* Brano di lettura:
>>>
Allucinazioni da IA

Allucinazioni da IA

L’intelligenza artificiale (IA) non è un fenomeno nuovo: è a partire dagli anni Cinquanta del secolo scorso che essa comincia a svilupparsi, arrivando poi al grado di aggiornamento che conosciamo oggi e che, consapevoli o meno, permea vari aspetti della nostra quotidianità portando con sé vantaggi e svantaggi. Tra questi ultimi spicca sicuramente il pericolo dell’alienazione portato dalle macchine. Ma è sempre importante ricordare che la chiave è l’uso che si sceglie di farne.

Che cos’è l’IA?

L’intelligenza artificiale può essere definita come la capacità delle macchine di mostrare qualità umane, quali ragionare, apprendere, pianificare.

In particolare, oggi, si parla di deep learning. Processo tramite il quale le macchine possono estrarre le caratteristiche e le relazioni necessarie per ottenere risultati precisi anche attraverso l’uso di dati non strutturati, come immagini o video. È un processo autonomo, in quanto le macchine non si limitano a ripetere le istruzioni fornite, ma le possono riscrivere e migliorare mentre le eseguono.
<<<
* Consegna dell'esercizio: Riporta senza modifiche la parte del brano sull'intelligenza artificiale che inizia con "L’intelligenza artificiale (IA)" e si chiude con "ragionare, apprendere, pianificare.".

Voci del dataset
>>>
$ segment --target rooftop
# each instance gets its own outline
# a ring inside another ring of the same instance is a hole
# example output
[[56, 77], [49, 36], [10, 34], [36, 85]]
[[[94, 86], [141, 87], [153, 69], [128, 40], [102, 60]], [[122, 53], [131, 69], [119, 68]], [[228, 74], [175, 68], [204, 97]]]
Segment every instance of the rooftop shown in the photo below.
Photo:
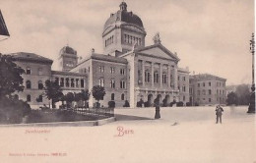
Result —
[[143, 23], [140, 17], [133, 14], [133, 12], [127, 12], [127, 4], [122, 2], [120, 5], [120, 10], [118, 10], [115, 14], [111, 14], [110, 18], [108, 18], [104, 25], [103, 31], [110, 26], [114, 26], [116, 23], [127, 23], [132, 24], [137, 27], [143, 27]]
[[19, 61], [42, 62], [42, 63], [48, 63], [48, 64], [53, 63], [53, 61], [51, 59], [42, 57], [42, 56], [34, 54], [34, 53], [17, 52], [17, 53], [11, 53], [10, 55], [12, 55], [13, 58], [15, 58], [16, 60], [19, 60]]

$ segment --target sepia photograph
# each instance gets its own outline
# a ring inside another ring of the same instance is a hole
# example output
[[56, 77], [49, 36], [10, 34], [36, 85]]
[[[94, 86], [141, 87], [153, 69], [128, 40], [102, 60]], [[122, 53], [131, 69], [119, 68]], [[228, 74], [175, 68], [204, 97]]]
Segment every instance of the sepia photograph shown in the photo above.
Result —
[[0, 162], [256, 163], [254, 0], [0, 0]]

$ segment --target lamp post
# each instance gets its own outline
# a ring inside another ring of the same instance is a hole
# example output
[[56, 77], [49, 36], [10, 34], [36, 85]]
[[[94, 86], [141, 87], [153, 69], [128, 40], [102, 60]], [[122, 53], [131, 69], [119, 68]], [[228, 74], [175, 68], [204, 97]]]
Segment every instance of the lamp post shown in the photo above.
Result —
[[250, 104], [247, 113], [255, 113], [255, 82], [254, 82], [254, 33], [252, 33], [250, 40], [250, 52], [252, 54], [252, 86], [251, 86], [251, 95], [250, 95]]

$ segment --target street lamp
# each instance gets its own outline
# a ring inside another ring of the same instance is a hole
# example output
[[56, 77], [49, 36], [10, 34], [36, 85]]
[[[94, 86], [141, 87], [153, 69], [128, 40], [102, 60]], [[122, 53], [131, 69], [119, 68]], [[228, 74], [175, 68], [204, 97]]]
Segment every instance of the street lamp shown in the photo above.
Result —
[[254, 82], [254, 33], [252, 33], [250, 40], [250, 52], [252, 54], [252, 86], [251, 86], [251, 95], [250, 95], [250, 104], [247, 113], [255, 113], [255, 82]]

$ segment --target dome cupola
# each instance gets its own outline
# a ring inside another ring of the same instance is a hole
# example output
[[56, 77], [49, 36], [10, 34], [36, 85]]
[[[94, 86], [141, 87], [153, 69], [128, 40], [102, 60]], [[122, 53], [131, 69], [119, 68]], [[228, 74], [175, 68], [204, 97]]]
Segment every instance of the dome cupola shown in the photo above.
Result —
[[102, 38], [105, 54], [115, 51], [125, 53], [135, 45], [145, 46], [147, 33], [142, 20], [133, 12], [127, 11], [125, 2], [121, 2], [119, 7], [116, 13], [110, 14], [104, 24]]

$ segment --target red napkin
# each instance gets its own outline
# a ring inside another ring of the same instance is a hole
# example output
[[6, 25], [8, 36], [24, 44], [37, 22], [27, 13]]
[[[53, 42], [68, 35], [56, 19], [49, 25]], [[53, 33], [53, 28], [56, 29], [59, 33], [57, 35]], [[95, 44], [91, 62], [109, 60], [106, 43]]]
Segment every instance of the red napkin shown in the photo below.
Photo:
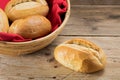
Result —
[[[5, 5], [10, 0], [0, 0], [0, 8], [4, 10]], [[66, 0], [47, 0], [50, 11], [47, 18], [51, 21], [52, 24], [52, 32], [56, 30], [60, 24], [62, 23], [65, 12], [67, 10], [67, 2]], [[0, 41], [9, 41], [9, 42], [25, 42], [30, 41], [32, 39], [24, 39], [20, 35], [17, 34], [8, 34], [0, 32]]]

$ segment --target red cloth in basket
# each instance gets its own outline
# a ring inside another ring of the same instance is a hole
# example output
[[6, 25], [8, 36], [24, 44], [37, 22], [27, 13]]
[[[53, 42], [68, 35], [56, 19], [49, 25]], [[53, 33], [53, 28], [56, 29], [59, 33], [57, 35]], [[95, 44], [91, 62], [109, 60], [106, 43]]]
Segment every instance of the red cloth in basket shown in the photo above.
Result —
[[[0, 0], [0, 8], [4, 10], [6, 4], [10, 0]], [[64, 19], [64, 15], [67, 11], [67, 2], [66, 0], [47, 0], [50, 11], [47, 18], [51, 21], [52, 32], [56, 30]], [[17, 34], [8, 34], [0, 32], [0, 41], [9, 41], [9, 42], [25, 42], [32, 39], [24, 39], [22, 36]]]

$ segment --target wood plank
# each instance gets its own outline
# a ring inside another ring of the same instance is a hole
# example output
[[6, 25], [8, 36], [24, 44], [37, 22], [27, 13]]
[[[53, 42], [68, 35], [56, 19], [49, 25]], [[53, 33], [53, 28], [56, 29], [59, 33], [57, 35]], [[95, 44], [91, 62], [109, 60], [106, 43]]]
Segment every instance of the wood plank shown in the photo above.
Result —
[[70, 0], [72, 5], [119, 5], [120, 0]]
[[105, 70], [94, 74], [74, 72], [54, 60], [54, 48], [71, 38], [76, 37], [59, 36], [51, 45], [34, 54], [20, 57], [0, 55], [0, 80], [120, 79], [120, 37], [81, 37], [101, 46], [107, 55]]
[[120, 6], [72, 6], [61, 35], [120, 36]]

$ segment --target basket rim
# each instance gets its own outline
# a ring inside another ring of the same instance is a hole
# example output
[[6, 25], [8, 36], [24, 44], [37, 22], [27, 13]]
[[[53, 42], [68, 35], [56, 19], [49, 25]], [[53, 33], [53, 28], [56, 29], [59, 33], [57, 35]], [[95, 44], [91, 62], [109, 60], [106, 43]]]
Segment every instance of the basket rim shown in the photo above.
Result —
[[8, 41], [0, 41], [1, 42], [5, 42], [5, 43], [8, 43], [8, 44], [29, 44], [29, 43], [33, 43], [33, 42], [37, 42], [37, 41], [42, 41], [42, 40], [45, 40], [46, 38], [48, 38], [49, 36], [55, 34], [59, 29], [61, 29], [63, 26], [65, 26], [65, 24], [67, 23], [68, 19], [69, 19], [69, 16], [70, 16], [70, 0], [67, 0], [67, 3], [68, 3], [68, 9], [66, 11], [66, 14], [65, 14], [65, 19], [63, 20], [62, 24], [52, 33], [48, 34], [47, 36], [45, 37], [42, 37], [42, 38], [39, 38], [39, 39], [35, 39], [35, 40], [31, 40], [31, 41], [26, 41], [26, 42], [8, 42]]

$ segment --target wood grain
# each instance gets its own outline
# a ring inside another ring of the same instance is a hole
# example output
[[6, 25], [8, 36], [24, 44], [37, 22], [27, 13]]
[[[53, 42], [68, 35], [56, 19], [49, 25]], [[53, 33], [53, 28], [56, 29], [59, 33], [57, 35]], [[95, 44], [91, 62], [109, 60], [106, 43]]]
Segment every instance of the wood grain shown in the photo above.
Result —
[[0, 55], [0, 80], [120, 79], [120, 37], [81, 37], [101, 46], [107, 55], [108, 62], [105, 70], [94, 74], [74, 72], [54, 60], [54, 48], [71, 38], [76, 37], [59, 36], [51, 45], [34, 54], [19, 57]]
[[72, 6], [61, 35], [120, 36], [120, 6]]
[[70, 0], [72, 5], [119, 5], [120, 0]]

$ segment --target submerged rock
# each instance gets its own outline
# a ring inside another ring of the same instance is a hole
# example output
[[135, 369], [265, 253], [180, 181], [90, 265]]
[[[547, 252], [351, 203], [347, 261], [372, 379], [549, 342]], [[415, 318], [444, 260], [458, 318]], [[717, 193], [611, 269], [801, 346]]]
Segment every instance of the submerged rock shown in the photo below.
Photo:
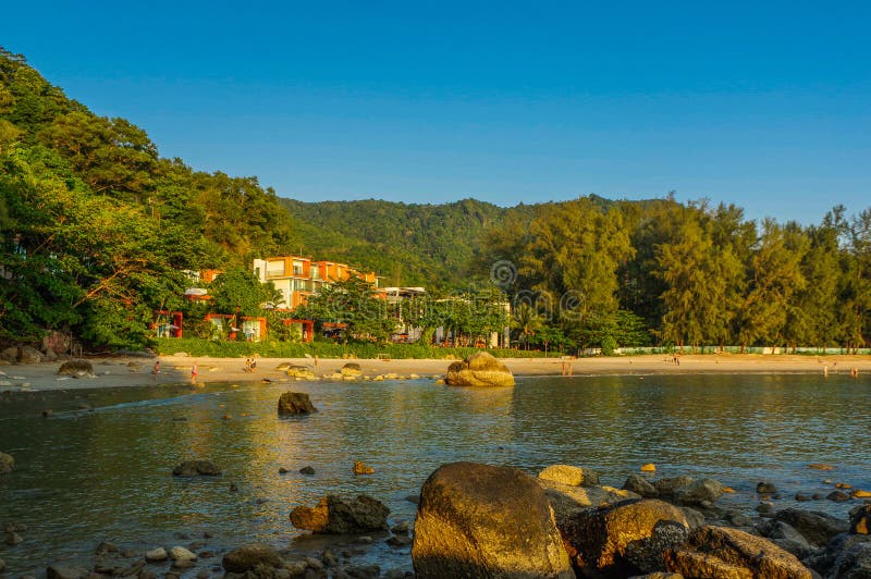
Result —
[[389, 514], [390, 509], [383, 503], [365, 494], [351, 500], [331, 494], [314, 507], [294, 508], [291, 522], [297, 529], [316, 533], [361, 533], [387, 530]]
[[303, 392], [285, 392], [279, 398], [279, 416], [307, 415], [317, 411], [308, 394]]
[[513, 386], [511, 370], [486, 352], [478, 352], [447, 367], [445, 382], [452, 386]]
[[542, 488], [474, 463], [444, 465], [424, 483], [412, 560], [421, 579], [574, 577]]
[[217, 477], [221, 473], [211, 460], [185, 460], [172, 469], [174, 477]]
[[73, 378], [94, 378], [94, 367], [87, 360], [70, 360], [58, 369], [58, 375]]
<<<
>>>
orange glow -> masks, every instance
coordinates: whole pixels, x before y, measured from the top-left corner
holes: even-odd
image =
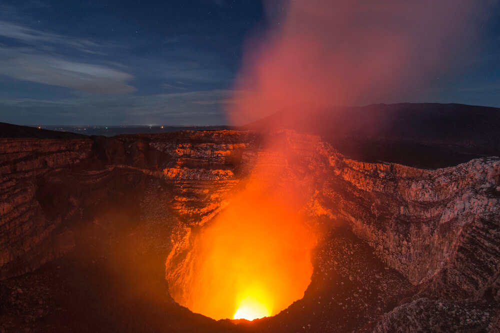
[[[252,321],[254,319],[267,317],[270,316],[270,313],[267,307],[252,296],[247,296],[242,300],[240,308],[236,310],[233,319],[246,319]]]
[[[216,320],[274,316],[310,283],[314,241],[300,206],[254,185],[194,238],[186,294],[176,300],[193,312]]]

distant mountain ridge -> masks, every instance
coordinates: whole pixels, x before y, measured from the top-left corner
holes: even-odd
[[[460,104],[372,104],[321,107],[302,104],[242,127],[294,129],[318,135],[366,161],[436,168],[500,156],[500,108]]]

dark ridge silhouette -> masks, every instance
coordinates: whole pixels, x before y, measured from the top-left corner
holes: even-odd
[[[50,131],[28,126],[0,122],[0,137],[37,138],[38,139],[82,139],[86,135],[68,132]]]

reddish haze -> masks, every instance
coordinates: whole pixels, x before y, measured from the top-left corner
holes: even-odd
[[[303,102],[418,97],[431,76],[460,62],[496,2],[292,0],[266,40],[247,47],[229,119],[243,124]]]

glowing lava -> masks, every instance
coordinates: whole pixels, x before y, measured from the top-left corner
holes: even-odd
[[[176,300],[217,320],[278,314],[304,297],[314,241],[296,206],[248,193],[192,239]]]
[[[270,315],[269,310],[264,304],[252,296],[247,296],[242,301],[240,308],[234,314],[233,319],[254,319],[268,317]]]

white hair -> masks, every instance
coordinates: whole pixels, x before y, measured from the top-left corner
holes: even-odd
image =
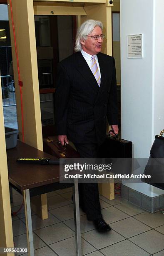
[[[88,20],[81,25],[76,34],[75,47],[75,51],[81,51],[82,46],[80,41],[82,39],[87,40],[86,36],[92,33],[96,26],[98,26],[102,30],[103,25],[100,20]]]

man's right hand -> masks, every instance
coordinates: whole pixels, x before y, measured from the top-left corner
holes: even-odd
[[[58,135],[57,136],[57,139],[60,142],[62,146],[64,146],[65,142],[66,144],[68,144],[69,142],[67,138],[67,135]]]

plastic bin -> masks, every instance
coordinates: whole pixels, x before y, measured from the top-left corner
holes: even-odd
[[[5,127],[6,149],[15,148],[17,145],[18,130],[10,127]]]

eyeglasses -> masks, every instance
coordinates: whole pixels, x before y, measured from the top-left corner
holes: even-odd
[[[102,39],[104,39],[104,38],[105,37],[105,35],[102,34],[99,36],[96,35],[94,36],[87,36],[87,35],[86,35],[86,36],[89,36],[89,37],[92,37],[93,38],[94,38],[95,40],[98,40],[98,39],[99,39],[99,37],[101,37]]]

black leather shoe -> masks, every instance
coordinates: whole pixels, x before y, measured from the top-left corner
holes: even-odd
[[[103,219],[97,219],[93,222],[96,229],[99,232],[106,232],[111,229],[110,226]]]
<<<
>>>
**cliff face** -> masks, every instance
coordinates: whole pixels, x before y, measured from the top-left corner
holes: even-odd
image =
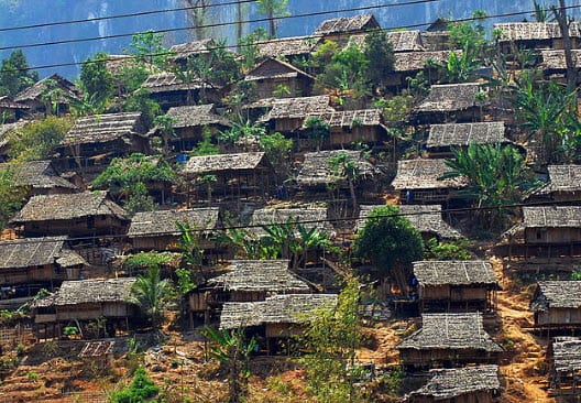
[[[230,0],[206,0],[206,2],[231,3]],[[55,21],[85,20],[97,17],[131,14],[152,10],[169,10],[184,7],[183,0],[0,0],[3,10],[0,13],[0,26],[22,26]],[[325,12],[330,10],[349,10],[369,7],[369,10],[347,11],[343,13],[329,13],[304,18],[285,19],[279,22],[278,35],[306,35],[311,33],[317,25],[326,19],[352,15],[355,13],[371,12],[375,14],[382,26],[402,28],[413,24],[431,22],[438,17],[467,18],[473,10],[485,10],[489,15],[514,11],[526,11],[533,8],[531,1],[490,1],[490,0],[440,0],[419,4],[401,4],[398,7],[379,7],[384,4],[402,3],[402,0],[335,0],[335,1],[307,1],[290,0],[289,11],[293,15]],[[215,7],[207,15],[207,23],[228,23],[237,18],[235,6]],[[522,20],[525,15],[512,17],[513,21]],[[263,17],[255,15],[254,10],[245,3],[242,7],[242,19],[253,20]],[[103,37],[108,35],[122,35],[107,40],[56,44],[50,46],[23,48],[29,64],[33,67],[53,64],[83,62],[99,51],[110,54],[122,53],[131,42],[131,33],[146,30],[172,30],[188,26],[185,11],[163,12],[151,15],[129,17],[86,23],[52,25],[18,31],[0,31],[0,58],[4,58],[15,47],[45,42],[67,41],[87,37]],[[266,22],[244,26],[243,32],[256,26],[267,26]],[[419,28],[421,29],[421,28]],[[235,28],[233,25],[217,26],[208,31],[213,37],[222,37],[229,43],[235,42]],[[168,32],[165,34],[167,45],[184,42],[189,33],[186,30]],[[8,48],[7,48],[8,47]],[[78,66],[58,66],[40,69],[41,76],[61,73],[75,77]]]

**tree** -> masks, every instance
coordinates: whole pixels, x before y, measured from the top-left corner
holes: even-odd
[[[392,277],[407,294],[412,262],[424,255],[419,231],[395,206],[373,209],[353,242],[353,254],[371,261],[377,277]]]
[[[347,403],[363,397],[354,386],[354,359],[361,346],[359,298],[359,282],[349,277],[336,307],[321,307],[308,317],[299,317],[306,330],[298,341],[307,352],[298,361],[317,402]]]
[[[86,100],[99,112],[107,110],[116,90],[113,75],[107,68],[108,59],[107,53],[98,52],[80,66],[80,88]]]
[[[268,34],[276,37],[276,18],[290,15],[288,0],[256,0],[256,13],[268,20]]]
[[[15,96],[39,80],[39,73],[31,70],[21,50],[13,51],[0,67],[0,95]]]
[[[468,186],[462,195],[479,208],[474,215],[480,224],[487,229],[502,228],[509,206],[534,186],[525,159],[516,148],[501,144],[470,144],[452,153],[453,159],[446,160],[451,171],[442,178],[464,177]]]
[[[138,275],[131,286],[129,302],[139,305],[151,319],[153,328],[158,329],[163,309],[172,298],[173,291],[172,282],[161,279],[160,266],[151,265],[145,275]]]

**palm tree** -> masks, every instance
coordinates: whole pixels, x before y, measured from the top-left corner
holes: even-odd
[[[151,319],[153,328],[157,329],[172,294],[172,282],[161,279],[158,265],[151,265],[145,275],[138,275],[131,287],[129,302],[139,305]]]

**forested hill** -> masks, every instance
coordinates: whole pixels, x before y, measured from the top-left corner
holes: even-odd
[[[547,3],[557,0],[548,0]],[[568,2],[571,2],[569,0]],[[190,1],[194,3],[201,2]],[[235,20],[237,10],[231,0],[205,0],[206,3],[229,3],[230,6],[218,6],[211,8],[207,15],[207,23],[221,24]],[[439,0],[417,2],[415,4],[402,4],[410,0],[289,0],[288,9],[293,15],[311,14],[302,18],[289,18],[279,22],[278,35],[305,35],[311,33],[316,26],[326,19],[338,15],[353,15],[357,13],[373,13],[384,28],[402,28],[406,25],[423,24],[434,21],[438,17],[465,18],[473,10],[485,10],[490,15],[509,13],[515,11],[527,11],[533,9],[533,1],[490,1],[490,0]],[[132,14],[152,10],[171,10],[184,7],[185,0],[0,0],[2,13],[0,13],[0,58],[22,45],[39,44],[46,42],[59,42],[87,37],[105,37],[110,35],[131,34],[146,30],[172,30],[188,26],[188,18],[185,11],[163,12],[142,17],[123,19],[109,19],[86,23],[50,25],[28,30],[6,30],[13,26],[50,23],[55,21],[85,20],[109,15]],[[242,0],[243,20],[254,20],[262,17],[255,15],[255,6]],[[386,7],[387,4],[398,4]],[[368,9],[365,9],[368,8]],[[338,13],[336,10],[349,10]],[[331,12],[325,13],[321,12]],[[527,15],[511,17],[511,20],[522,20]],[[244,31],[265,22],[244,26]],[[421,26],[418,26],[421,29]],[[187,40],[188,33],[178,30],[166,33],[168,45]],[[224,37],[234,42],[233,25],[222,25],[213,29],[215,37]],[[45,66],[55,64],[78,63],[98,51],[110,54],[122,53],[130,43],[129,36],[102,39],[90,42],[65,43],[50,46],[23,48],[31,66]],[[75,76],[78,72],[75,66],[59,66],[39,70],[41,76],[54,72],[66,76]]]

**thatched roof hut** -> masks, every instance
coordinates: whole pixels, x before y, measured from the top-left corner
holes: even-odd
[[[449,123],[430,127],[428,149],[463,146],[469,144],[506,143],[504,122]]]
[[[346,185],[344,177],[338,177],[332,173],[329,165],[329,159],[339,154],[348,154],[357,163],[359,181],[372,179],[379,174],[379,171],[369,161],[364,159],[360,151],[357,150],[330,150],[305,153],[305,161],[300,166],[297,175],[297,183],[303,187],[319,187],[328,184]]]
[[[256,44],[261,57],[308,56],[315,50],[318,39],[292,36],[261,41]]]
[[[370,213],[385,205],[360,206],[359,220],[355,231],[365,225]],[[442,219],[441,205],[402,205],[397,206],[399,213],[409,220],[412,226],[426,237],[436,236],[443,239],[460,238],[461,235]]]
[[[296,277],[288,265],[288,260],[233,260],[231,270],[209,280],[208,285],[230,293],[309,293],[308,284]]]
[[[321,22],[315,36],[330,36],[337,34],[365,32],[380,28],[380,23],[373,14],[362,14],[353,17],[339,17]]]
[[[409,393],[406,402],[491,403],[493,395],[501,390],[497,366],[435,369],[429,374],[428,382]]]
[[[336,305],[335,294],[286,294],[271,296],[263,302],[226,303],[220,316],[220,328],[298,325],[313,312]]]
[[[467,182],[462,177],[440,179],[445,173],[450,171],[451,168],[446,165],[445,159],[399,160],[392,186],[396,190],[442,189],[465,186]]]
<<<
* Soluzione:
L’intelligenza artificiale (IA) non è un fenomeno nuovo: è a partire dagli anni Cinquanta del secolo scorso che essa comincia a svilupparsi, arrivando poi al grado di aggiornamento che conosciamo oggi e che, consapevoli o meno, permea vari aspetti della nostra quotidianità portando con sé vantaggi e svantaggi. Tra questi ultimi spicca sicuramente il pericolo dell’alienazione portato dalle macchine. Ma è sempre importante ricordare che la chiave è l’uso che si sceglie di farne.

Che cos’è l’IA?

L’intelligenza artificiale può essere definita come la capacità delle macchine di mostrare qualità umane, quali ragionare, apprendere, pianificare.